Directions.
An exact transcription of all the records, free of pictures, is the expected answer.

*** Opening of Data for the task ***

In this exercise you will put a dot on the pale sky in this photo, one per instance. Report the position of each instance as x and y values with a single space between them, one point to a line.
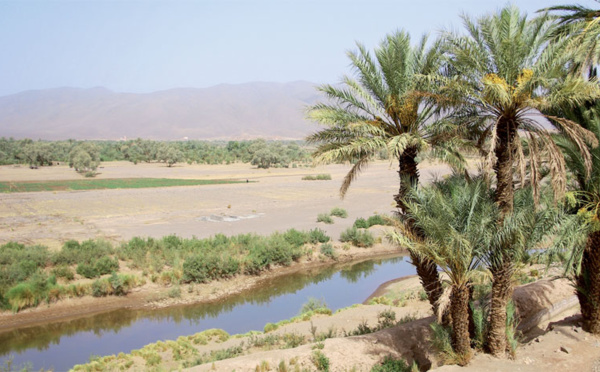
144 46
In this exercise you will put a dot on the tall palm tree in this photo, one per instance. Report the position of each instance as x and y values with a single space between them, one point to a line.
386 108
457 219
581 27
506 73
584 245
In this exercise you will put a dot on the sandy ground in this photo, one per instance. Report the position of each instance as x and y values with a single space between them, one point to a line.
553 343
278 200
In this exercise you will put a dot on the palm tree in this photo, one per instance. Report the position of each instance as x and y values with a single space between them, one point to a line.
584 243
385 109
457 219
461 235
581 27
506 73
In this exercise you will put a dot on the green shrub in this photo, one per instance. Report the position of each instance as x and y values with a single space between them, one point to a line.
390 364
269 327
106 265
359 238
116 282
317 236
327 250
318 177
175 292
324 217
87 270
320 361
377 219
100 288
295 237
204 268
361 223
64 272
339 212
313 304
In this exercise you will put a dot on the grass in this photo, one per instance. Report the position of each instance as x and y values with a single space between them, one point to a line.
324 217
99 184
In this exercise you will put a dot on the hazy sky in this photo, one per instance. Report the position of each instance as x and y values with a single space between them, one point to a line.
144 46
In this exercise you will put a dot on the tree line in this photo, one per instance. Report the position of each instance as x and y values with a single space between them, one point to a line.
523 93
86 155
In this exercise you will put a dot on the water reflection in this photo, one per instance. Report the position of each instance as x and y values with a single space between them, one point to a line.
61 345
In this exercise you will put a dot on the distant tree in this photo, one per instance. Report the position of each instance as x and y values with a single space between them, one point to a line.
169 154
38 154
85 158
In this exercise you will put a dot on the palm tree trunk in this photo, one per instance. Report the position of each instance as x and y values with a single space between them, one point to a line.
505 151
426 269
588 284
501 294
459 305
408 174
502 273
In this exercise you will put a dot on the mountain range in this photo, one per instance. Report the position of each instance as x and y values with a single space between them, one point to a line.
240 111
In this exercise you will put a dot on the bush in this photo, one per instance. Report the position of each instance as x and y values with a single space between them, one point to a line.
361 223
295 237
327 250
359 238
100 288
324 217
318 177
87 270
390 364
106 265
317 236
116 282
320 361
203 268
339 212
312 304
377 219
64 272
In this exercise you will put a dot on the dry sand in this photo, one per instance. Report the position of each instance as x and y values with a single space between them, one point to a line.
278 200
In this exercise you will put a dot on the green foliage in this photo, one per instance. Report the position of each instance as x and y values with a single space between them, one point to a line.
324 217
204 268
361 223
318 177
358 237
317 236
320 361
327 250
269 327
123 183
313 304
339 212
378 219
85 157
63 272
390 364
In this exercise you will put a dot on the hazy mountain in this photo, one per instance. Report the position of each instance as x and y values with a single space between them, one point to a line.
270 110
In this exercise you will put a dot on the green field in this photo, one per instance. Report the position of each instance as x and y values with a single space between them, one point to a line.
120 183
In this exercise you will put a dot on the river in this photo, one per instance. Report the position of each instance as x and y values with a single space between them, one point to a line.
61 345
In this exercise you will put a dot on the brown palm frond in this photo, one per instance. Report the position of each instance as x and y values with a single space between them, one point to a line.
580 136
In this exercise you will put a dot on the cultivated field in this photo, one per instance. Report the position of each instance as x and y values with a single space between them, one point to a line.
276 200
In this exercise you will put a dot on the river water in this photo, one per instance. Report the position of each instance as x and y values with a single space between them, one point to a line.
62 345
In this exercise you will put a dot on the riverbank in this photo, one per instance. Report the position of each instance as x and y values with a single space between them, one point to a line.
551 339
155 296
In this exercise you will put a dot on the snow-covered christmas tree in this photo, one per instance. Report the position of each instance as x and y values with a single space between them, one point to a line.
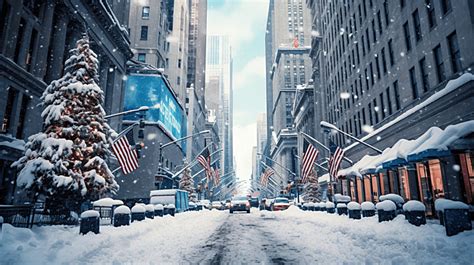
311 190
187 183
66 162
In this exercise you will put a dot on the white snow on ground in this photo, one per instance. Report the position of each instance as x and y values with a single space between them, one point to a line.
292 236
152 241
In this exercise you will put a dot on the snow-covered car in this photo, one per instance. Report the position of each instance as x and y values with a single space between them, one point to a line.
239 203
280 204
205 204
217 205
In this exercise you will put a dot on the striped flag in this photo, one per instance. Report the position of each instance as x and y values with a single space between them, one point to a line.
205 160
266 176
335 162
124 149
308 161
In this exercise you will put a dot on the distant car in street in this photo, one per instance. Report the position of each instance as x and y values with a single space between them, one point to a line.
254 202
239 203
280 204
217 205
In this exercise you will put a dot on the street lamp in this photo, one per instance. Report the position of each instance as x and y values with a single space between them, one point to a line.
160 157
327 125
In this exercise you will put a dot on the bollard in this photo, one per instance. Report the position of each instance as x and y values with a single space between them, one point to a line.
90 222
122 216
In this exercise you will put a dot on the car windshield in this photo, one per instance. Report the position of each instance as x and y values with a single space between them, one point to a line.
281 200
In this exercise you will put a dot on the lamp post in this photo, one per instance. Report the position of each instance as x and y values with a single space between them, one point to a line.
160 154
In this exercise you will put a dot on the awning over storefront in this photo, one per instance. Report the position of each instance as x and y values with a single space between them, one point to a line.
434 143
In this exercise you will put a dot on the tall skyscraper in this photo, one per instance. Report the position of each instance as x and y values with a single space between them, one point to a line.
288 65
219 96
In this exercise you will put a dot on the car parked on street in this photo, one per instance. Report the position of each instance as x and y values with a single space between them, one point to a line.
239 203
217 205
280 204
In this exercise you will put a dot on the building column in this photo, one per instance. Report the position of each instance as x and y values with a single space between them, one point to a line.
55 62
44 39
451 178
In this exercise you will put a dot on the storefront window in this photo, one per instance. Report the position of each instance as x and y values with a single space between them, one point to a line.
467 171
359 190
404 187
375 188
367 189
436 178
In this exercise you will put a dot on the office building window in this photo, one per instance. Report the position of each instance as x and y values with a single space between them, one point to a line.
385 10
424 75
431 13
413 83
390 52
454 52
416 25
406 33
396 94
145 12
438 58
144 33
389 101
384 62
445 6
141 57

*** Close of Data for the task ***

Answer section.
In this exercise you will put a dot on the pale sky in this photo, one per instance. Report the position of each instance as x and y values with a single space between them, one point to a line.
144 46
In this exercise you will put a dot on the tall palm tree in this photo, one per instance. Report the position of each instance as x and y values with a single space between them, one point to a line.
386 108
457 219
581 27
506 73
584 245
In this exercise you will put a dot on the sandy ground in this photo, one per instance. Report the position of each instance as x and y values with a single space between them, one point to a line.
553 343
278 200
In this exercise you will put a dot on the palm tree in this photo, one per instance. Report the position of each instance as x and y values with a single space between them, one point to a line.
584 243
385 109
457 219
461 235
581 27
506 73
In this exercise you will put a dot on the green shrub in this photo, one per instance. Report the position of each instance as x and y values with a single space between them, one point to a line.
390 364
269 327
106 265
359 238
116 282
317 236
327 250
318 177
175 292
324 217
87 270
320 361
377 219
100 288
295 237
204 268
361 223
64 272
339 212
313 304
In this exercise you will put a dot on the grass in this photo, one per instance. Report the position of each instance as x and y values with a single space between them, one point to a line.
324 217
99 184
In this exercise you will put a dot on the hazy sky in this photo, one per instance. Report the position of each instance as x and y values with a single space between them, one point to a line.
144 46
In this exercise you will put a dot on the tree line in this photo, one per instance. Report the position of each instance as x and y values with a single space between them, one point to a line.
523 93
86 155
In this exercise you will put a dot on the water reflection in this photo, one per instance. Report the position of each instance as x and y values with a single space between them, one point to a line.
61 345
In this exercise you will put a dot on the distant tree in this photo, one per instance. Report the position of each instance as x and y values with a single space between them, one point to a line.
169 154
38 154
85 158
In this exercise you will put a dot on the palm tree trunk in this photo, one per instance. Report the position of each instance as x and y values with a single space between them, one point to a line.
505 151
426 269
588 284
501 294
459 305
408 174
502 273
In this exercise you will put a dot on the mountain range in this photo, one per instance. Report the position of each instance as x and y values with a single space between them, one point to a line.
240 111
In this exercise you will put a dot on the bush in this photo, one per instance. Report the position of each instance as x and y values with a single space between them, one point to a line.
361 223
295 237
327 250
359 238
100 288
324 217
318 177
87 270
390 364
106 265
317 236
116 282
320 361
203 268
339 212
312 304
377 219
64 272
In this exercise you will put a dot on the dry sand in this photo, one per instance. Report the position of each instance as x and y values with a single space between them, one point to a line.
278 200
In this exercise you will put a dot on the green foliage in this photo, one per instance. Report the position of each instance as x and y values with a single space between them, one point to a line.
324 217
204 268
361 223
318 177
358 237
317 236
320 361
327 250
269 327
123 183
313 304
339 212
378 219
85 157
63 272
390 364
In this exercise you will put a dot on the hazy mountain in this photo, one per instance. Report the position of each instance as x and y values with a single space between them, one point to a line.
270 110
In this exercise you will put a dot on the green field in this photo, one per instance. Report the position of each instance as x and y values with a single space between them, one point to a line.
120 183
In this exercise you will put a dot on the river in this photo, one per instance. Report the position of each instance as x and y values with a single space between them, one point to a line.
61 345
In this exercise you will put a dot on the brown palm frond in this photo, one per instance. Report the position of each instance as x and y values with a single space between them, one point to a line.
580 136
In this exercise you will put a dot on the cultivated field in this photo, one per instance. Report the position of each instance as x and y values with a single space between them, one point to a line.
276 200
In this exercise you will put a dot on the river water in this photo, one per instance. Report the position of each instance as x and y values with a single space between them, one point to a line.
62 345
In this exercise you will put a dot on the riverbank in this photo, one per instance. Report the position of each instance as x and y values with a single space between them, one point to a line.
551 339
155 296
In this exercise you will put a dot on the snow-covered christmas tree in this photo, one per instance. Report the position of each instance as x and y values with a single space between them, one point to a line.
311 190
187 183
66 162
In this exercise you will put a dot on the white snow on ground in this photo, one per instance. Report the position of each instance as x and y values with a single space between them, one point to a line.
292 236
152 241
In this exercise you will put a dot on the snow-covered car in this photo, one per instance. Report the position of each instance as x and y values with a single space between them, one point to a line.
239 203
280 204
205 204
217 205
In this exercise you will put a dot on the striped flag in this photo, one per instance. Report the position of each instance as x and y values with a single space between them, one point to a line.
205 160
266 176
335 162
124 149
308 161
In this exercise you will put a dot on the distant car in street in this photo, one per instance. Report the position of each instance as x and y values with a single space between them, one point to a line.
254 202
239 203
280 204
217 205
In this exercise you will put a dot on the street lamp in this photo, one per instance. Report the position of each instance as x and y values with a single space between them, one point to a line.
160 157
327 125
In this exercise you will put a dot on the bollard in this photo, one per instance. Report the position of each instance as x and y values with a single space between them, one point to a line.
90 222
122 216
In this exercise you will put a dot on the car windshield in this photo, one per instance. Report the position of each instance as x and y values with a single space between them, one point to a line.
281 200
In this exercise you will put a dot on the lamp post in this photo, one per instance. Report the position of each instance as x and y values with a single space between them, one point to a line.
160 154
In this exercise you will put a dot on the awning over storefront in this photo, one per instance. Report the position of each instance as x and y values with a single space between them, one point to a line.
434 143
In this exercise you will put a dot on the tall skyscraper in this photo, one per instance. Report the position of each instance as x and y values with a single space between them, one point to a line.
288 65
219 96
In this exercise you will put a dot on the car parked on street in this photo, one per instance. Report the position of each instance as x and y values with a single space between them, one point to a line.
239 203
217 205
280 204
In this exercise you will put a dot on the building column in this photo, one per instance. Report the position of each instance as x and y values with a single space between them, one point to a line.
55 62
44 39
451 178
In this exercise you will put a dot on the storefront window in this photo, one per instance. Report the position of each instance as x and y values with a single space between them, one point to a line.
467 171
359 190
404 187
375 188
367 189
436 178
In this exercise you will put a dot on the office building window in this photo, one per instance. Report the position of each instance as x and y values with a single space between them, one point to a line.
385 10
424 75
431 13
413 83
390 52
454 52
416 25
406 33
396 94
145 12
438 58
144 33
389 101
384 62
445 6
141 57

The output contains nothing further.